- WORK INSTRUCTIONS -
Set each line of the material below down word for word, from the first through the line that holds "[(478, 165), (527, 424), (95, 397)]", but not the pictures.
———
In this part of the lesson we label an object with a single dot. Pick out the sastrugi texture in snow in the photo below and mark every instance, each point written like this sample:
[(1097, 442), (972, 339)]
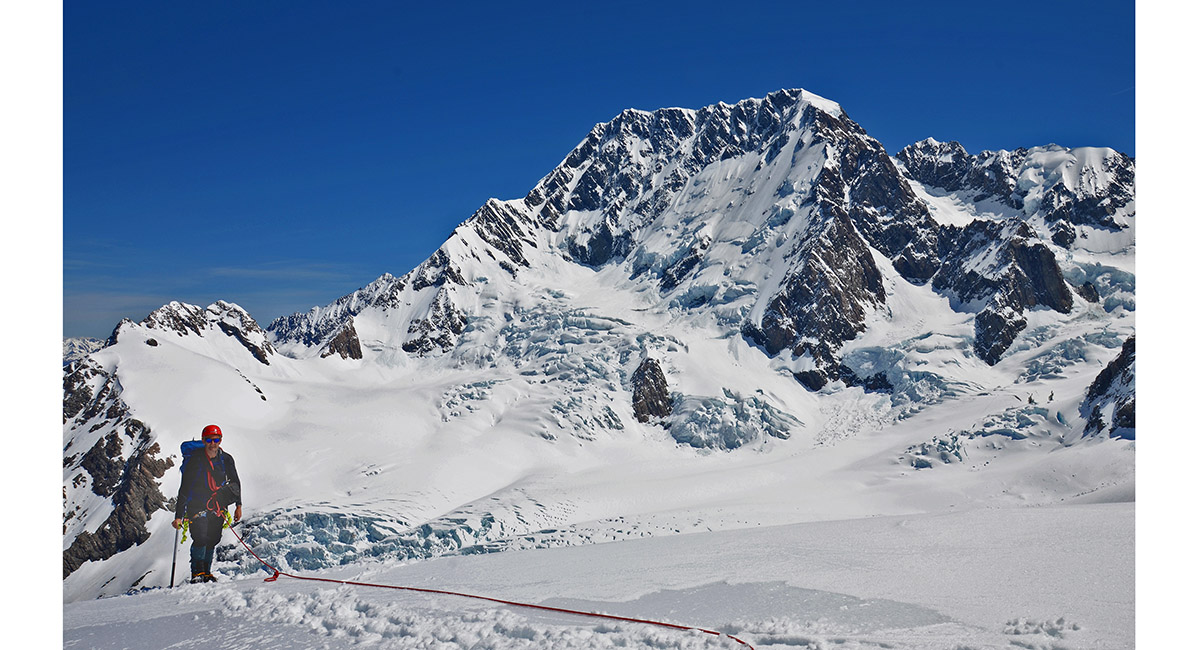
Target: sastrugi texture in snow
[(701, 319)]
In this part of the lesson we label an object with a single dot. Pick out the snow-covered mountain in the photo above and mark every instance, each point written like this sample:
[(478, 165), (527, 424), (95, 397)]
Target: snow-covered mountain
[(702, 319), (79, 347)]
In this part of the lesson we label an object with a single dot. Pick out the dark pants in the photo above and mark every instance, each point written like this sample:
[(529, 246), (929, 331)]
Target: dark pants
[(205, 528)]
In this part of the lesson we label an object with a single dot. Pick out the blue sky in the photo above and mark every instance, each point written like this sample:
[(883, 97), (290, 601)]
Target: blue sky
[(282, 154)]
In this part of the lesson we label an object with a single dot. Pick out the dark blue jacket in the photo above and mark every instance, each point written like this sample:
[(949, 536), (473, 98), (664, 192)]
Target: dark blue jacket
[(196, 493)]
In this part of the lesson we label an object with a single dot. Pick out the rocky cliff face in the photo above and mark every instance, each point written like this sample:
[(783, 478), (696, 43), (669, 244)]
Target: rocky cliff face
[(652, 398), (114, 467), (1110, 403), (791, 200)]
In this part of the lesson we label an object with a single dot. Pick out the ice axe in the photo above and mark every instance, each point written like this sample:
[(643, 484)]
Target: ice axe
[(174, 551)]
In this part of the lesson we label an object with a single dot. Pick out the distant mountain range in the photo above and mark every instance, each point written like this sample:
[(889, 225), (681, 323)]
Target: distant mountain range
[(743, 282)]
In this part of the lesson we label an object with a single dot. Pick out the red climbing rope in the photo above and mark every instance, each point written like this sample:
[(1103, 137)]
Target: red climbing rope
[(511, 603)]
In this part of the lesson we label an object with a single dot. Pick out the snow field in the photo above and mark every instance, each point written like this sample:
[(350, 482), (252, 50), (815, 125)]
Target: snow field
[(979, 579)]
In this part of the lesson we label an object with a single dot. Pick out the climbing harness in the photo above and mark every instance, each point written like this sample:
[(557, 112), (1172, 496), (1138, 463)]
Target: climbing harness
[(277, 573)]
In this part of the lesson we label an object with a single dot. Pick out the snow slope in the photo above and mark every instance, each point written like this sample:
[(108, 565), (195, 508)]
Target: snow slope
———
- EXERCISE SOLUTION -
In this part of the lesson we label an object with a single dot. Pick out the sastrugi texture in snow in the photo below and mark every instance, each point written like this sample:
[(1097, 442), (972, 339)]
Target: sastrugi texture in snow
[(701, 319)]
In this part of the lesson we label an object with a single dot. Pick out the snow-covered mountain in the photo above and mark every instance, each point written like this sample:
[(478, 165), (527, 424), (95, 397)]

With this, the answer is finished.